● **REQUIRED TASKS**
1. Reproduce the Le Mans passage word for word from "Garage 56 entries" up to and including "drive was available.".
2. Write a continuation of the Le Mans passage that picks up after its final sentence.

● **EXERCISE PASSAGE**
“This is a total surprise – I was on the way to Disneyland and took the wrong road,” he joked, perhaps keen to mirror some of the surprise at his unveiling. He has unfinished business at Le Mans, having raced an LMP1 car in 2018 which retired after 315 laps.
Garage 56 entries are not able to compete for victory at Le Mans, and Button went on to say that he would “jump at the chance” to compete in the Hypercar category for the overall win in subsequent races, if the right drive was available.
He has been targeting a place in the centenary race for several years, telling Motor Sport in 2021: “If you don’t see me on the grid for Le Mans in 2023, there’s something wrong!”
Speaking at the NASCAR announcement, he said: “Before I went there, I thought Formula 1 was the pinnacle. But Le Mans is such a special race. It’s such a big team event. We all have to work together to perform and to get a result out of it.”

● **DATA FOR REVIEW**
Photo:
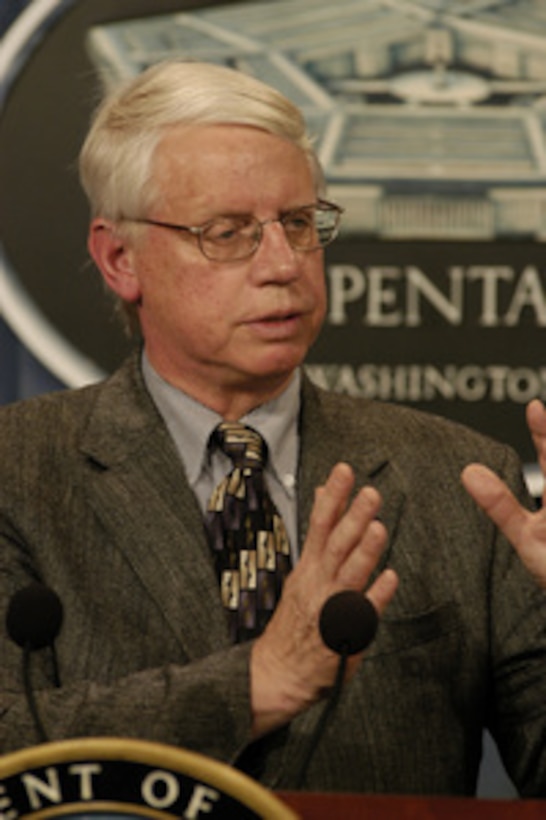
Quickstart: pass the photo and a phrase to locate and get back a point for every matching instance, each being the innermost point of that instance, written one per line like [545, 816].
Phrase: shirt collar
[190, 424]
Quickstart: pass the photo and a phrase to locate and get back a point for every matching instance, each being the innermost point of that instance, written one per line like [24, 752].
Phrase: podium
[127, 779]
[312, 806]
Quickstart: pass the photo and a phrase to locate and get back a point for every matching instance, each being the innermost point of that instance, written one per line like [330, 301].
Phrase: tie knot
[244, 446]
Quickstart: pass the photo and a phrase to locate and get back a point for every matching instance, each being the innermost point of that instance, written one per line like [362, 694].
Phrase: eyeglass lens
[235, 237]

● **TASK-BY-TASK OUTPUTS**
1.
Garage 56 entries are not able to compete for victory at Le Mans, and Button went on to say that he would “jump at the chance” to compete in the Hypercar category for the overall win in subsequent races, if the right drive was available.

2.
The trio shared numerous jokes at the announcement, arguing about who’s youngest (it’s Rockenfeller, at 39), suggesting there’s convivial team spirit already. Button’s involvement began when Rockenfeller invited him along to a test session of the Camaro at Sebring.
“I haven’t driven the car yet,” the Brit acknowledged. “But I was at the test in Sebring watching and listening to all the information that the drivers were feeding back about the car. The big steps forward that they were making was very impressive.”
Button’s first stint in the car will be at Daytona Speedway on January 31, which will also be the first appearance for the Camaro’s head and taillights. It’ll be heavily modified over its Cup car base to help it transfer from ovals to the 8.5 miles of La Sarthe; the replacement of stickers with bulbs is perhaps its most prosaic change, but an obvious one for onlookers.
“I’m not used to the cars running so nose-up and now with the underwing on the car and trying to charge the underwing itself for downforce, it’s just a different animal,” said Johnson, though he’s adamant the Camaro’s not going to lose its core character in its new role.
“We’re taking every effort we can to really carry the NASCAR DNA over to Le Mans. That’s really the design and the intent for this program. Even that big V8 engine; everybody in France is going to love hearing that thing scream down the straights.
“I couldn’t resist the opportunity. It’s been a big dream of mine to go to Le Mans and experience what it’s all about.”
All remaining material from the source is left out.